(Saved data entries)
....
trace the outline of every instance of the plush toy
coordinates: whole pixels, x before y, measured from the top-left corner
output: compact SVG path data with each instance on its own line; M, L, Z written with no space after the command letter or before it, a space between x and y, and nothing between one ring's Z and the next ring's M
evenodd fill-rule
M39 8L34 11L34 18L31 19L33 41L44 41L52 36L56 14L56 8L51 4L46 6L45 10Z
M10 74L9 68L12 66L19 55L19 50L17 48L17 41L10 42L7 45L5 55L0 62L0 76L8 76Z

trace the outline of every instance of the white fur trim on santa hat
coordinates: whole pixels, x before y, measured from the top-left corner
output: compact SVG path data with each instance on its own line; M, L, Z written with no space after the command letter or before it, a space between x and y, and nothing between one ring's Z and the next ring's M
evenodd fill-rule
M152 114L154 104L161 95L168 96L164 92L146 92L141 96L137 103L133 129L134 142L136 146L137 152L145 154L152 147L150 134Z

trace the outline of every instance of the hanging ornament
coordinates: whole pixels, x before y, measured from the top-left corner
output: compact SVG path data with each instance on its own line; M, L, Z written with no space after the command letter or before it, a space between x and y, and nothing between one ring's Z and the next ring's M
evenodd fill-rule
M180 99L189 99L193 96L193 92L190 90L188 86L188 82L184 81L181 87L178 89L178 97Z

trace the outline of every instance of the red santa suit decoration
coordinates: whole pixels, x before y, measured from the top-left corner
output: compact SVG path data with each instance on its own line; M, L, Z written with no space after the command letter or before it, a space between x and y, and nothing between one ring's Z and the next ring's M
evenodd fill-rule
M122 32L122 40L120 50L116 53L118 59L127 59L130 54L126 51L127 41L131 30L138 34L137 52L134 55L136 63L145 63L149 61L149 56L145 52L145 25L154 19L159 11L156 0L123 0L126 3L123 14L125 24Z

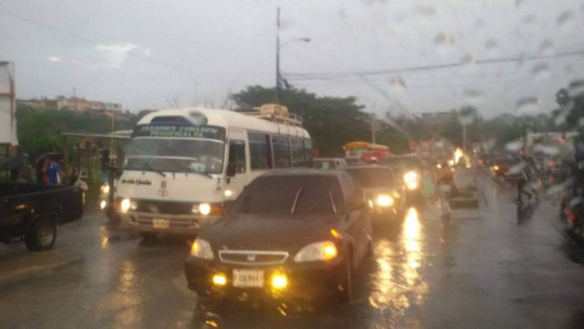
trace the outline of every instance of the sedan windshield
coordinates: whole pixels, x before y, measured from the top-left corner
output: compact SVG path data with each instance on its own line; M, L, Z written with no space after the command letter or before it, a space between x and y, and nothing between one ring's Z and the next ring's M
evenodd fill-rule
M352 168L347 171L366 188L387 186L394 182L394 174L385 168Z
M419 161L410 157L390 157L383 159L380 162L383 165L395 168L398 170L419 169L420 167Z
M331 215L342 203L340 187L333 177L268 176L257 178L245 190L235 201L232 213Z
M126 148L124 169L220 174L224 150L220 140L135 137Z

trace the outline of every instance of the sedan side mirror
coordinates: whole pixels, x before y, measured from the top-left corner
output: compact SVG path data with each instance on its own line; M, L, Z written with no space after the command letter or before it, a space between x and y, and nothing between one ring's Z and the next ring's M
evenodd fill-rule
M350 210L360 210L367 207L367 203L363 200L356 200L349 205Z
M234 177L235 176L235 164L227 164L227 171L225 172L227 177Z

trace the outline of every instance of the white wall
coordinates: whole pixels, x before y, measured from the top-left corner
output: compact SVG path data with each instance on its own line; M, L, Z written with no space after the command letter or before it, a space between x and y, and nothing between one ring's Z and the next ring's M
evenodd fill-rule
M16 99L15 96L11 99L7 94L16 95L14 62L0 62L0 144L18 145L16 134ZM12 88L11 82L12 81Z

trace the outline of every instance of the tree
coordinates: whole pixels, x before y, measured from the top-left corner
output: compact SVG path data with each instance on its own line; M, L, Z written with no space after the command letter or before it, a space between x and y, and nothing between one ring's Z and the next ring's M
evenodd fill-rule
M231 98L242 108L276 102L274 88L259 85L248 86ZM313 147L322 154L342 154L345 143L369 139L367 115L354 97L317 96L304 89L288 89L281 92L280 99L290 113L303 117Z
M69 110L44 110L26 105L16 109L18 140L20 148L33 159L51 151L62 149L61 133L79 132L108 133L112 129L110 117L94 115ZM135 119L117 120L114 129L131 129ZM69 138L71 147L75 141Z

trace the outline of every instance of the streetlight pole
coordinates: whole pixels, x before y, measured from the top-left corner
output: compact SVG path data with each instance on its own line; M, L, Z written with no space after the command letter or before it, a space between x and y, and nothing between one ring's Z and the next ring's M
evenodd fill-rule
M292 41L310 42L310 37L296 38L280 43L280 7L276 11L276 101L280 103L280 92L282 89L282 78L280 71L280 50Z
M276 11L276 101L280 103L280 7Z

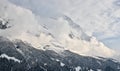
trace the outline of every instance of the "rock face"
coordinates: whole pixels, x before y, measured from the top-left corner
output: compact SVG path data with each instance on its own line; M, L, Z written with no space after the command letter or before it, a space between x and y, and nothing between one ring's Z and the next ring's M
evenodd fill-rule
M0 37L0 71L120 71L120 63L67 50L38 50L28 43Z

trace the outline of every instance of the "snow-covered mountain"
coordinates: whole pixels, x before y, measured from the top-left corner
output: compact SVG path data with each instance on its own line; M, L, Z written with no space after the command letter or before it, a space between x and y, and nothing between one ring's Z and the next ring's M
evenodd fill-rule
M21 40L0 37L1 71L119 71L120 63L103 57L81 56L65 50L38 50Z
M44 14L44 1L36 1L0 0L2 71L119 71L120 54L88 34L85 22L67 11Z

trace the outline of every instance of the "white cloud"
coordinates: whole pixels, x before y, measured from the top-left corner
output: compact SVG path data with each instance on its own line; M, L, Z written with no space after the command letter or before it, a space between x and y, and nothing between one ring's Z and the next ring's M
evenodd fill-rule
M110 0L109 2L104 2L104 0L101 2L99 2L98 0L39 0L40 7L42 6L42 8L40 9L38 7L39 2L36 2L34 0L29 0L33 1L33 4L31 4L32 2L29 4L27 0L25 2L22 2L23 0L19 0L20 2L18 0L13 0L18 1L18 3L22 2L21 5L27 7L28 9L4 1L6 0L0 1L0 16L12 19L10 24L12 24L13 27L5 31L0 31L0 35L2 36L22 39L23 41L31 43L35 47L43 44L51 44L50 42L52 40L57 40L61 43L61 45L66 47L66 49L79 54L105 57L111 57L115 55L115 52L113 50L107 48L104 44L97 41L97 39L95 38L91 38L91 41L84 41L81 38L71 39L68 34L71 31L75 34L78 34L76 33L76 30L71 28L68 22L63 18L50 19L49 17L51 13L48 13L48 11L54 11L53 13L55 14L68 15L75 21L75 23L81 25L81 27L85 31L89 33L103 32L108 37L111 36L111 33L115 34L115 32L109 29L109 27L111 27L109 23L114 21L111 19L113 18L113 16L111 17L111 15L113 14L110 13L109 18L108 12L105 12L109 11L108 8L112 6L112 0ZM104 7L103 5L106 4L107 7ZM50 6L50 8L47 8L48 6ZM43 14L41 13L42 10L46 12L45 17L43 15L41 16L41 14ZM111 10L112 9L110 9L109 12L113 12L113 10ZM38 12L40 12L41 14L39 14ZM53 17L55 17L55 15L53 15ZM44 33L41 34L40 32L43 29L40 25L46 25L46 27L49 29L48 32L51 32L55 36L55 39ZM118 26L114 26L114 31L116 31L116 27ZM118 33L118 31L116 31L116 33ZM35 37L34 35L36 34L40 34L41 36Z

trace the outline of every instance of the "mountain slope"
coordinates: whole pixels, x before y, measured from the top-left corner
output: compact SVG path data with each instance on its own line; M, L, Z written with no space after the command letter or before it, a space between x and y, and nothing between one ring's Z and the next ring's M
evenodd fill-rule
M38 50L20 40L0 37L1 71L119 71L120 63L70 51Z

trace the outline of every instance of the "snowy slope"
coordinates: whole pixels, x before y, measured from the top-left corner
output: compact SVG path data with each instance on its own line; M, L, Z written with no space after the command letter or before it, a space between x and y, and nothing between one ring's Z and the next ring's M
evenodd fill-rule
M34 0L11 1L13 3L0 0L0 18L10 19L9 24L12 26L9 29L0 30L0 36L11 40L23 40L37 49L44 48L56 52L70 50L87 56L112 57L116 55L117 52L106 47L94 36L86 34L84 28L75 20L76 18L63 15L66 12L46 17L38 13L39 3Z

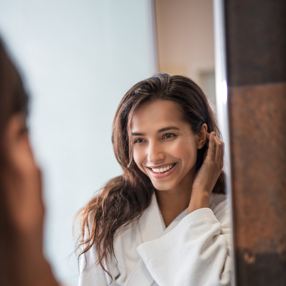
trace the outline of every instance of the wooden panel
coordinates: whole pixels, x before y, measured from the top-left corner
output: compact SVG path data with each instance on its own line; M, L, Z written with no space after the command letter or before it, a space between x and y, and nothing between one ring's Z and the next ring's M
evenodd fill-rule
M238 285L285 285L286 83L229 98Z
M286 1L225 3L229 85L286 81Z

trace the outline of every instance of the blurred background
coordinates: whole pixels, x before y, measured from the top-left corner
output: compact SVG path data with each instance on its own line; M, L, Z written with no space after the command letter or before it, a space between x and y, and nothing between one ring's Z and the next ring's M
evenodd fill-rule
M74 216L121 173L111 133L125 92L158 71L184 74L215 105L212 15L211 0L0 0L0 35L30 96L45 253L67 285L78 279Z

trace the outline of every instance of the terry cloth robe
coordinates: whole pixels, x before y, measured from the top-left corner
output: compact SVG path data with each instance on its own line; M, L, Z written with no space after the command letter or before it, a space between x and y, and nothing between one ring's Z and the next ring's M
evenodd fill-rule
M112 277L95 264L93 246L80 260L79 286L219 286L230 285L230 216L226 196L212 193L210 208L166 228L154 194L138 222L119 229L114 257L105 261Z

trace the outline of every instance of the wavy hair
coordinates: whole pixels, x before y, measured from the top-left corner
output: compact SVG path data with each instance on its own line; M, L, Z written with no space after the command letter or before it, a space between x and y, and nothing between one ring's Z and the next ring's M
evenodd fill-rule
M81 211L81 233L77 246L84 255L94 244L98 260L95 266L105 268L105 261L114 255L113 241L117 230L138 219L150 204L155 191L148 177L140 170L133 158L130 131L133 115L144 104L160 100L175 102L182 118L193 132L198 133L206 123L207 131L221 138L213 110L201 89L193 81L182 76L157 73L136 84L119 104L113 120L112 141L115 156L123 174L109 181L102 192ZM206 146L198 151L196 168L202 164ZM224 193L224 174L221 174L212 192ZM112 278L112 277L111 277Z

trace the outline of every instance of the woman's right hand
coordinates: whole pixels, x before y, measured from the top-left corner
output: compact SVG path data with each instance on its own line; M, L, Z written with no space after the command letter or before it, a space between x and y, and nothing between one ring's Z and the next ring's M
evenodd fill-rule
M206 156L195 175L188 214L209 207L210 194L223 167L223 142L214 136L214 132L207 132L206 134Z

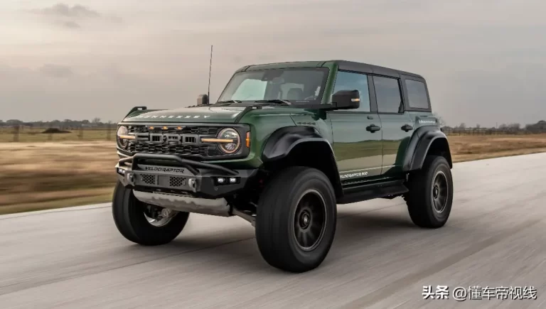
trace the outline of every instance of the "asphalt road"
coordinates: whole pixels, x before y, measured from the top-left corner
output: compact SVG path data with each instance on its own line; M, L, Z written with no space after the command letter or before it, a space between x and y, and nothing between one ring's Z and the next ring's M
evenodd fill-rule
M108 205L0 216L0 308L546 308L546 153L453 173L444 228L413 226L400 198L341 205L329 255L304 274L266 264L238 217L191 215L171 244L146 248L118 233ZM423 299L438 285L449 299ZM453 298L471 286L537 298Z

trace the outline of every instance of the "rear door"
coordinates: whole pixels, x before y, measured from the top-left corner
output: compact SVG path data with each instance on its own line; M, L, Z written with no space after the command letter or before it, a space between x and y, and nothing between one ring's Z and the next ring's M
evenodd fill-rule
M371 77L363 72L339 71L336 77L333 93L358 90L360 95L358 109L328 112L342 183L358 183L381 173L382 131L373 87Z
M404 155L413 134L413 121L405 112L399 77L373 77L378 114L383 132L381 175L384 176L396 175L402 172Z

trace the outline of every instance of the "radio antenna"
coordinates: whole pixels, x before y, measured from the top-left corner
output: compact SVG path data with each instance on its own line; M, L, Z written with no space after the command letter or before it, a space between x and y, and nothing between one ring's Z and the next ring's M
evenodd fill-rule
M208 100L210 102L210 71L213 68L213 45L210 45L210 63L208 65L208 90L207 91L207 96Z

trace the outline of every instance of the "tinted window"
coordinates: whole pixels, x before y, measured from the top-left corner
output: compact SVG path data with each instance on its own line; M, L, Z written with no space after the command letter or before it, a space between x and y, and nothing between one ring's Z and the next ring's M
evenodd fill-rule
M406 80L407 99L410 107L415 109L428 109L429 99L424 83L417 80Z
M370 112L370 92L368 88L368 76L364 74L338 72L336 77L333 93L340 90L358 90L360 94L360 107L348 112Z
M380 113L404 112L398 80L374 76L373 85L375 87L378 112Z

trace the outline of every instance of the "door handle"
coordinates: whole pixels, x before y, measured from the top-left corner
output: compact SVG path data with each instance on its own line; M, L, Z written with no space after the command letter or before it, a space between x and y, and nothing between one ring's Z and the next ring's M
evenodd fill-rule
M370 125L366 126L366 131L370 131L372 133L373 133L373 132L375 132L376 131L379 131L380 129L381 129L380 126L376 126L375 124L370 124Z
M413 130L413 126L409 125L409 124L405 124L402 126L402 129L407 132L408 131Z

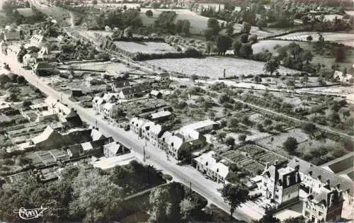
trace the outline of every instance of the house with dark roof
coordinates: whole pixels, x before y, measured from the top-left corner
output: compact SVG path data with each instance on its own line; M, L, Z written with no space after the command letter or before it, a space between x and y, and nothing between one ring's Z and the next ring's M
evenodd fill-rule
M130 152L130 150L118 142L112 142L103 146L103 154L107 158L118 156Z
M169 73L159 74L159 78L161 81L168 81L170 80L170 74Z
M4 40L5 41L18 41L21 40L20 32L8 31L4 33Z
M302 206L302 216L310 222L332 222L341 219L343 198L339 188L329 184L308 195Z
M38 62L33 68L33 72L38 76L51 75L54 71L52 65L45 62Z
M354 183L350 180L299 158L293 158L289 161L287 166L299 167L302 181L301 188L309 194L313 192L319 193L321 187L330 183L333 187L341 188L345 197L348 195L353 198Z
M301 178L298 167L282 167L275 161L273 165L266 164L262 173L261 191L265 200L278 207L299 199Z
....
Objective =
Switch "plush toy" to "stuffed toy" in the records from the start through the line containing "M10 74L9 68L12", leaving everything else unchanged. Write out only those lines.

Result of the task =
trace the outline of every instance of the stuffed toy
coordinates: whole pixels, x before y, measured from the top-left corner
output: compact SVG path data with each instance on its own line; M, L, Z written with no space after the command letter or before it, a space between x and y, and nothing between one ring's Z and the next ring's M
evenodd fill-rule
M39 8L34 11L34 18L31 19L33 41L44 41L52 36L56 14L56 8L51 4L46 6L45 10Z
M10 74L9 68L12 66L19 55L19 50L17 48L17 41L10 42L7 45L5 55L0 62L0 76L8 76Z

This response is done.